--- PROBLEM DESCRIPTION ---
Count the lines below that contain the string "throughout", treating uppercase and lowercase as different. Give only the number.

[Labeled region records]
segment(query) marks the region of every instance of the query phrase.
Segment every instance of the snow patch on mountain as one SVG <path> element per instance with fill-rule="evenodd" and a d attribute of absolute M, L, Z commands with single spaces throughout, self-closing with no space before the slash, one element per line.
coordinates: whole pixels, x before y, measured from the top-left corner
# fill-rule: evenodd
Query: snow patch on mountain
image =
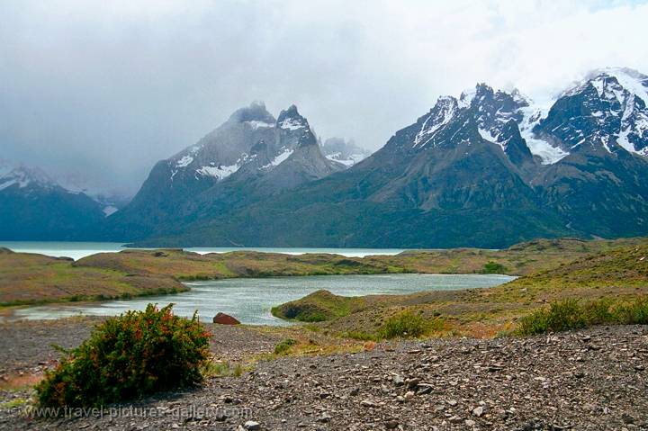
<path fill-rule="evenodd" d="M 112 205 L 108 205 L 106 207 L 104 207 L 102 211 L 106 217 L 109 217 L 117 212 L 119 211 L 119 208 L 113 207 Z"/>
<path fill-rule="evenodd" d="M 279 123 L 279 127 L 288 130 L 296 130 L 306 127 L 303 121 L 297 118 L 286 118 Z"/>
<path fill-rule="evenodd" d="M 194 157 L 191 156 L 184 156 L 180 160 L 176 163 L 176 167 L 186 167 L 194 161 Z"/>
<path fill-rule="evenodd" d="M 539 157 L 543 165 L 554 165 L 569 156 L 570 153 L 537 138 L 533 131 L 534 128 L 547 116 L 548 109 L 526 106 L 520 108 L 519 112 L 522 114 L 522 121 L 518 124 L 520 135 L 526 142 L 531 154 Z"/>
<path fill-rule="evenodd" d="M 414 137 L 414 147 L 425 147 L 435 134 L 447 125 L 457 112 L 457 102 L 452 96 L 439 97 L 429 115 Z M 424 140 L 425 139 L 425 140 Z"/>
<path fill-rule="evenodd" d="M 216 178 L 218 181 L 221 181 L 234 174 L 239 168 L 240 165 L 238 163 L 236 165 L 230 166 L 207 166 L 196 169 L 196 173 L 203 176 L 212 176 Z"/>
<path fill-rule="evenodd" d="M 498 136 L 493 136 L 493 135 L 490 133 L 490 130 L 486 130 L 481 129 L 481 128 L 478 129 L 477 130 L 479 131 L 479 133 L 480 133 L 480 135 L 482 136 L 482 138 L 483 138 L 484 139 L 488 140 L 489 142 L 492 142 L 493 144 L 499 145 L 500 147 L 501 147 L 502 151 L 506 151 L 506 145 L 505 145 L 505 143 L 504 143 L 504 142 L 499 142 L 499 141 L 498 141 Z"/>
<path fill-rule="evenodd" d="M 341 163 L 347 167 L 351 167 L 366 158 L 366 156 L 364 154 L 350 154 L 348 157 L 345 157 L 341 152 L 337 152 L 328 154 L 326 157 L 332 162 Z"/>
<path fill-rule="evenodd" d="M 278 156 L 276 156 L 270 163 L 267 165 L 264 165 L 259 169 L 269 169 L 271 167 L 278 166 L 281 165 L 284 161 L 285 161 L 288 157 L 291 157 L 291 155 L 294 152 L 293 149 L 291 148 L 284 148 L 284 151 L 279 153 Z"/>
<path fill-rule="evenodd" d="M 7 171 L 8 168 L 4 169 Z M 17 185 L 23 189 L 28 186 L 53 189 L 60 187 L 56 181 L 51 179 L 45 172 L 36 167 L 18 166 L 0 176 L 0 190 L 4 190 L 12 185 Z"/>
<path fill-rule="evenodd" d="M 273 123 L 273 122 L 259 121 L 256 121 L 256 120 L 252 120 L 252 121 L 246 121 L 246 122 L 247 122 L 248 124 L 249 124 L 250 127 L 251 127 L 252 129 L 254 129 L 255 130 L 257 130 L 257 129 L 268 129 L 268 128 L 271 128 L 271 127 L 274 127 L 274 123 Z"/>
---
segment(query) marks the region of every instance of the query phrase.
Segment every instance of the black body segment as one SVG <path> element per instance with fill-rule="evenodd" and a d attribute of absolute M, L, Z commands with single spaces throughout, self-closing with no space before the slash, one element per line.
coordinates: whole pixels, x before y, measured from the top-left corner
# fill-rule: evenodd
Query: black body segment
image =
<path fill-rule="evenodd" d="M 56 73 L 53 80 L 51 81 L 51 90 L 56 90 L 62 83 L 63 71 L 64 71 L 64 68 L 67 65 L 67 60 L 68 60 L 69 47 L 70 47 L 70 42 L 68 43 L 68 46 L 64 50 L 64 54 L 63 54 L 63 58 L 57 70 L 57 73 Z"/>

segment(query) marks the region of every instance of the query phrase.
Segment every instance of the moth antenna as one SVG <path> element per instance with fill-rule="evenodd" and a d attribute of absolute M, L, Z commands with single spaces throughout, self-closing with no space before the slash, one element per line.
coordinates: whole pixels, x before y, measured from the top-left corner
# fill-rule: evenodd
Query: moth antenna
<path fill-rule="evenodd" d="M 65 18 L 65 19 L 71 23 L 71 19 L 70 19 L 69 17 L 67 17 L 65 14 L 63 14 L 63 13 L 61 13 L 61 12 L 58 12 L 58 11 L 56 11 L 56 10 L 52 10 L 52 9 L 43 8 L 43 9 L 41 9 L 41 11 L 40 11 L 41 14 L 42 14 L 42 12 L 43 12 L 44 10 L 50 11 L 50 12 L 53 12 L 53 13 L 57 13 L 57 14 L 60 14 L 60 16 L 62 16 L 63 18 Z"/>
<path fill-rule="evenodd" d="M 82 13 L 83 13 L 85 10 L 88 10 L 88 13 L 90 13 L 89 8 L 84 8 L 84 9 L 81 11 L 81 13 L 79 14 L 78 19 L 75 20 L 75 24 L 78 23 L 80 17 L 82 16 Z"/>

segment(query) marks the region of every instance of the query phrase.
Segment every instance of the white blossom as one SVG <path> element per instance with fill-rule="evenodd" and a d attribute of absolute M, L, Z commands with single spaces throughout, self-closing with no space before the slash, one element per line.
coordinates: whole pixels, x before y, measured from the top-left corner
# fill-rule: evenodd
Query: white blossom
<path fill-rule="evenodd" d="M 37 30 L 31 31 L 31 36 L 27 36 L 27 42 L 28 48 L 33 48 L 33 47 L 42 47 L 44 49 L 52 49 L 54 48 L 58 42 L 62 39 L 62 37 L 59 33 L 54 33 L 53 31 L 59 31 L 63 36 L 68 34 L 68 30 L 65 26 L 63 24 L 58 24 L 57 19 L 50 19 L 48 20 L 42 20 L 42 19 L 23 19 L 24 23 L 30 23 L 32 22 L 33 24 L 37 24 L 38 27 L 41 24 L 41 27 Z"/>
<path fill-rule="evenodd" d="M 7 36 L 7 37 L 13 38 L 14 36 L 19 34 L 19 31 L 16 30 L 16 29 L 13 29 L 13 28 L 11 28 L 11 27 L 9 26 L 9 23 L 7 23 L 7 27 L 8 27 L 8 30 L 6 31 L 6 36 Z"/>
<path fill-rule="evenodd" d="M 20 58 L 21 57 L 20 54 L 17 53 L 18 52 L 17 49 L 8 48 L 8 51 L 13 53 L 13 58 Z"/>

--- SOLVED EXERCISE ---
4